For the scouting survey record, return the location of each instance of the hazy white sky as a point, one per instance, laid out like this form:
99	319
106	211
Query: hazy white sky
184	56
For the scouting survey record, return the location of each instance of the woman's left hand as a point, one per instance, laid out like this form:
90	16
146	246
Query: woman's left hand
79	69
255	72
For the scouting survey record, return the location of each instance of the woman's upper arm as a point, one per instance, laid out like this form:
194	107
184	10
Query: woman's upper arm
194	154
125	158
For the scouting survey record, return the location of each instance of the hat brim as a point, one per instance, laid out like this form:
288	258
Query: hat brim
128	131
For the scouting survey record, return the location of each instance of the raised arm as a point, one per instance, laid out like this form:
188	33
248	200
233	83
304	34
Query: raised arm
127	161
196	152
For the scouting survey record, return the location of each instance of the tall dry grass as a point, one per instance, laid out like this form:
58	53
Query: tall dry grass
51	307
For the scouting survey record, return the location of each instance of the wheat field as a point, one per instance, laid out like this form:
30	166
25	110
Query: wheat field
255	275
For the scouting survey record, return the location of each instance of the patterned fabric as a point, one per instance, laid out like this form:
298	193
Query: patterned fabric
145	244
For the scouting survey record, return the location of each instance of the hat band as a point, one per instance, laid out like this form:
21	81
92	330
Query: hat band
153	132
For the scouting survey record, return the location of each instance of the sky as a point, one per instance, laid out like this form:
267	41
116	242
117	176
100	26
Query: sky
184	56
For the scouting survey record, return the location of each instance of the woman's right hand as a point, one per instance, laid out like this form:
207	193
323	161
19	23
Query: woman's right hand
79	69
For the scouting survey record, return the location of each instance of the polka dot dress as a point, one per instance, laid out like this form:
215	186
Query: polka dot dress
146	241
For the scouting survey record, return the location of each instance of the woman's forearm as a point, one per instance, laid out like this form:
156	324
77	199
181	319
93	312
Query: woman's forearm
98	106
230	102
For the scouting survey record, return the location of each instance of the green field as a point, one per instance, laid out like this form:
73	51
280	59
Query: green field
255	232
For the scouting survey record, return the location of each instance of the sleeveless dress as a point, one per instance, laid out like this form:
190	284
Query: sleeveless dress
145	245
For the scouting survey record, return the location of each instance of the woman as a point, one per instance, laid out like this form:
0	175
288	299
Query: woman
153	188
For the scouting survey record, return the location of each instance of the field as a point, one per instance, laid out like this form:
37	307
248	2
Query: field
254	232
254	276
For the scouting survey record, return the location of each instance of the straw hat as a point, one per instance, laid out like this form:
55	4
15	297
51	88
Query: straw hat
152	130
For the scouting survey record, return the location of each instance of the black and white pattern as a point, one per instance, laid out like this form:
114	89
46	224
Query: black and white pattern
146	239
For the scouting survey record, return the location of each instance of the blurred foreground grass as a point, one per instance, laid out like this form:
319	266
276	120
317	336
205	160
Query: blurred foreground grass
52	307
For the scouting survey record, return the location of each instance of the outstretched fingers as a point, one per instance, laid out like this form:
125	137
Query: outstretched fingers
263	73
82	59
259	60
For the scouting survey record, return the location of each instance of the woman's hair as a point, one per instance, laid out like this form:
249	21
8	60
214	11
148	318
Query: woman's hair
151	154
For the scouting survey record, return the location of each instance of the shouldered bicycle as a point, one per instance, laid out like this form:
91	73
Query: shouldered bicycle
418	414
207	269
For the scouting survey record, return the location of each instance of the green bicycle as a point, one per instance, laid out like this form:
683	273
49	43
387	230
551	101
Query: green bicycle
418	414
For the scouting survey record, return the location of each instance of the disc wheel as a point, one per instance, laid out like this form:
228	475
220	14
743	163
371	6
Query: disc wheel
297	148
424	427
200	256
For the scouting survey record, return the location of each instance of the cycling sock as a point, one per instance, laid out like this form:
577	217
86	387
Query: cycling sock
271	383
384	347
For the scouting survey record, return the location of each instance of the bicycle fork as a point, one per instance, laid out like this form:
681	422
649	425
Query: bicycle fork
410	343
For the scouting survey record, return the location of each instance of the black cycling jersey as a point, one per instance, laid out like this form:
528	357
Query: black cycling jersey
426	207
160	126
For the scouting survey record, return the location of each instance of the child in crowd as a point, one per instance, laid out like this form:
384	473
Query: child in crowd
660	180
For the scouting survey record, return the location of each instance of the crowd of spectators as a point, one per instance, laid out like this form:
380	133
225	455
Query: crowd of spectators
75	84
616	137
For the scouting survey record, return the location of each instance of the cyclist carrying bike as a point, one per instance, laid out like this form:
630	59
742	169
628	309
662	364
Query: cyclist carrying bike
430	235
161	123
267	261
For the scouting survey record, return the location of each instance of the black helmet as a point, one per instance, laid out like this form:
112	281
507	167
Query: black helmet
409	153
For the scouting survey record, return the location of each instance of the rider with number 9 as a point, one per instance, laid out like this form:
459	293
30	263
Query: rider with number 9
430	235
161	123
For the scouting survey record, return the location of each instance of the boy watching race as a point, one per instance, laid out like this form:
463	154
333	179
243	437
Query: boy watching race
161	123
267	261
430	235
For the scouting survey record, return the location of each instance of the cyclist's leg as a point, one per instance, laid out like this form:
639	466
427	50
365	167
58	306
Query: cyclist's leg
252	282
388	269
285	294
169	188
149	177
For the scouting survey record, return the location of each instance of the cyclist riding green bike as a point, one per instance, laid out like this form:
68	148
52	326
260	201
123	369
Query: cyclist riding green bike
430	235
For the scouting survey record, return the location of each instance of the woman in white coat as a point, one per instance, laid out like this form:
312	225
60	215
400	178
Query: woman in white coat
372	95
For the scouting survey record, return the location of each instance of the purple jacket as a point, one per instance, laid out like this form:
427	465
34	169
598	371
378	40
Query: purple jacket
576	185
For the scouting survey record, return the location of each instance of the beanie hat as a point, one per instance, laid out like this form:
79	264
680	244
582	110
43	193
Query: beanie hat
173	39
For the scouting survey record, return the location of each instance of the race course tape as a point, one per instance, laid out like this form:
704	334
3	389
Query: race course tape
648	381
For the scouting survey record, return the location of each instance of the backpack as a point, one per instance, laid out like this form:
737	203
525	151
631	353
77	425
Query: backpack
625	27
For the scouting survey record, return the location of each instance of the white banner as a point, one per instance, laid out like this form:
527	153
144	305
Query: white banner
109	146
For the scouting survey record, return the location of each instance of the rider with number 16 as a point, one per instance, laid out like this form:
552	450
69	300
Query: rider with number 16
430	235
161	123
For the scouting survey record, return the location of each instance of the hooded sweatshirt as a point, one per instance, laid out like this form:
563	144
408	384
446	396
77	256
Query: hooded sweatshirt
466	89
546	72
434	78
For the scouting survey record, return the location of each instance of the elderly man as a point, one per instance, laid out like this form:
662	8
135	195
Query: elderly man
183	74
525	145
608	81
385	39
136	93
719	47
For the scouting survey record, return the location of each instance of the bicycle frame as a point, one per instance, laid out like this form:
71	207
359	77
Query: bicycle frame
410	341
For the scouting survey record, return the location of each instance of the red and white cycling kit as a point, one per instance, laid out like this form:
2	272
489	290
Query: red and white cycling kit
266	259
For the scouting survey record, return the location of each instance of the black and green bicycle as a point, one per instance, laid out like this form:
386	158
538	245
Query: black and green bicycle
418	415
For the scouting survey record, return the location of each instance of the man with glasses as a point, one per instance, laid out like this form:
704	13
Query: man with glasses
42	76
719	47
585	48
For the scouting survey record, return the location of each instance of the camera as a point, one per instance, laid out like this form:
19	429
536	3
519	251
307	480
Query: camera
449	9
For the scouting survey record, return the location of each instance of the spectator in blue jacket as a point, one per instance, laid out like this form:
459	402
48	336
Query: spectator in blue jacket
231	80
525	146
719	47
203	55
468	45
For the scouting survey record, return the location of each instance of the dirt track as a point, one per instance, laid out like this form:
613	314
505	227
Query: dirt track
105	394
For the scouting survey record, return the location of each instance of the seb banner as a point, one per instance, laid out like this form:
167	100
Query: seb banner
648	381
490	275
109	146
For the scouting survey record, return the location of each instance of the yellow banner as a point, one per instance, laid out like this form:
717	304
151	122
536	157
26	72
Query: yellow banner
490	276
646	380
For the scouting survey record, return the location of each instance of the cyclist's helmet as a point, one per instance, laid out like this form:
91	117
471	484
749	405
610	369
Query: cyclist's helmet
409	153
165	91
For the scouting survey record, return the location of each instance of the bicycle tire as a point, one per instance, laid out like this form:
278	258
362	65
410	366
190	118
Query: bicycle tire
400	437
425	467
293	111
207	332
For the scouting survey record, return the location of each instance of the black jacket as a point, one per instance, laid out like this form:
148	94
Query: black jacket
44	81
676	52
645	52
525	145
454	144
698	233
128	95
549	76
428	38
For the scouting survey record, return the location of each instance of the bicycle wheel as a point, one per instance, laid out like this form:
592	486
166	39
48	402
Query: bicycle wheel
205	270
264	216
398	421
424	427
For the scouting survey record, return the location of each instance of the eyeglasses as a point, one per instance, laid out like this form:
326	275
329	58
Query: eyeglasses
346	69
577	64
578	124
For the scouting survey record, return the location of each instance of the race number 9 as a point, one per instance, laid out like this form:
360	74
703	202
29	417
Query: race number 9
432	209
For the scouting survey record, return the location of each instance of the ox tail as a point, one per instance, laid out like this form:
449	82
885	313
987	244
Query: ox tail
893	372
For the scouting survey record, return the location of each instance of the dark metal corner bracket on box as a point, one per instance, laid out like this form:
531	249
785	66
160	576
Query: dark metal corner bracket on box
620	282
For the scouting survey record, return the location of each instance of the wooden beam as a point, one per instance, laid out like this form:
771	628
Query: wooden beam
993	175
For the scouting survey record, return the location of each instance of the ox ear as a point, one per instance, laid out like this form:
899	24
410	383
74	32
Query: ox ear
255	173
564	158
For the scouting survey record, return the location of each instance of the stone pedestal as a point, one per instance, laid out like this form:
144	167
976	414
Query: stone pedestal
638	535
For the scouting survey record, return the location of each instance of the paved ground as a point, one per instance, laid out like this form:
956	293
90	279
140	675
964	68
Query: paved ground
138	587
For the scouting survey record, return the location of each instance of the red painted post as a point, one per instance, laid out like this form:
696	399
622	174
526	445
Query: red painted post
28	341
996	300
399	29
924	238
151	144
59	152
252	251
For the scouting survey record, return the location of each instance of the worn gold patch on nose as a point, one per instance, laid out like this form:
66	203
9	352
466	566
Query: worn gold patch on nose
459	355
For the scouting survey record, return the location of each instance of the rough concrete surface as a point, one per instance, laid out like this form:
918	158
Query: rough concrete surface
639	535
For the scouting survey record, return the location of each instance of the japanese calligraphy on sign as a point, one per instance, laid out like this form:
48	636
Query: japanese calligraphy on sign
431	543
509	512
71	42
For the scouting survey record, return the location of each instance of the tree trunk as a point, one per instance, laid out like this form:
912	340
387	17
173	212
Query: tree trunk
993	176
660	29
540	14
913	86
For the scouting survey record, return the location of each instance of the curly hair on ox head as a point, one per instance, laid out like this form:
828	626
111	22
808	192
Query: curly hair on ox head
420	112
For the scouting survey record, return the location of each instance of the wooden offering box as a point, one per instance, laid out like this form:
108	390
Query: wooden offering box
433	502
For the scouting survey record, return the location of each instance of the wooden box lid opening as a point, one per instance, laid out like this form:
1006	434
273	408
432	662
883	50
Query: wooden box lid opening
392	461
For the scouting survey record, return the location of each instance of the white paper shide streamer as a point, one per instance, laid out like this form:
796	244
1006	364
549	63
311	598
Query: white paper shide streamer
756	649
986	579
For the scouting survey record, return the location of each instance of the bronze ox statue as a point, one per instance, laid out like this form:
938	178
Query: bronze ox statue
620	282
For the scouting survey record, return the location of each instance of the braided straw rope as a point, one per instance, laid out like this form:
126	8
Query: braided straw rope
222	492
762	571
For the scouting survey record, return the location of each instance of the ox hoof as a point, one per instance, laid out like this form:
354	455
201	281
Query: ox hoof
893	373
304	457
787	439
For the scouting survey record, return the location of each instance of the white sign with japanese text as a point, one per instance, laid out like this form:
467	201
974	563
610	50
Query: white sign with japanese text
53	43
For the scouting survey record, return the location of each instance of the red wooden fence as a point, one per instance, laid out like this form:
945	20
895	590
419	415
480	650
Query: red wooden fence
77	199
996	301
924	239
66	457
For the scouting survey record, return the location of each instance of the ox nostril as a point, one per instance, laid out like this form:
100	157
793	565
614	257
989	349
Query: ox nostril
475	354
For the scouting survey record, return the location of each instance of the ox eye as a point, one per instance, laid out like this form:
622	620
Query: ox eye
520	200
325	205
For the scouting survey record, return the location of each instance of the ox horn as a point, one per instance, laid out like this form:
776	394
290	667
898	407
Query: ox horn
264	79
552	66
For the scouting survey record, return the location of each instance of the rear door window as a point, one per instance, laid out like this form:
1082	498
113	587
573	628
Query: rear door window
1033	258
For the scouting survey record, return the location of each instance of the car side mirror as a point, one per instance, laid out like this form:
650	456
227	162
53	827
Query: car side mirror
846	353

┄┄┄┄┄┄┄┄┄┄

> [Problem description]:
Return, verbatim, the lines from the one containing "the ox nostril" through the last line, with both ends included.

> [Response to this task]:
For the scouting survey record, return the location of each instance of the ox nostril as a point, one per instance, laid out like this form:
100	157
793	565
614	257
989	349
Query: ox nostril
475	354
For the scouting survey record, return the location of each instance of the ox eye as a point, one per instance, laid out like this form:
622	620
Query: ox eye
520	200
325	205
For the scouting survey record, return the location of each instance of the ox horn as a point, one per instance, laid out like this form:
776	394
290	667
898	407
Query: ox horn
264	79
552	66
For the scouting survey record, return the location of each instance of the rear door window as a point, one per instance, laid out like this form:
1082	498
113	587
573	628
Query: rear door window
1033	258
For the scouting survey record, return the location of each instance of the car side mirror as a point, one per instance, laid out like this form:
650	456
227	162
53	827
Query: car side mirror
846	353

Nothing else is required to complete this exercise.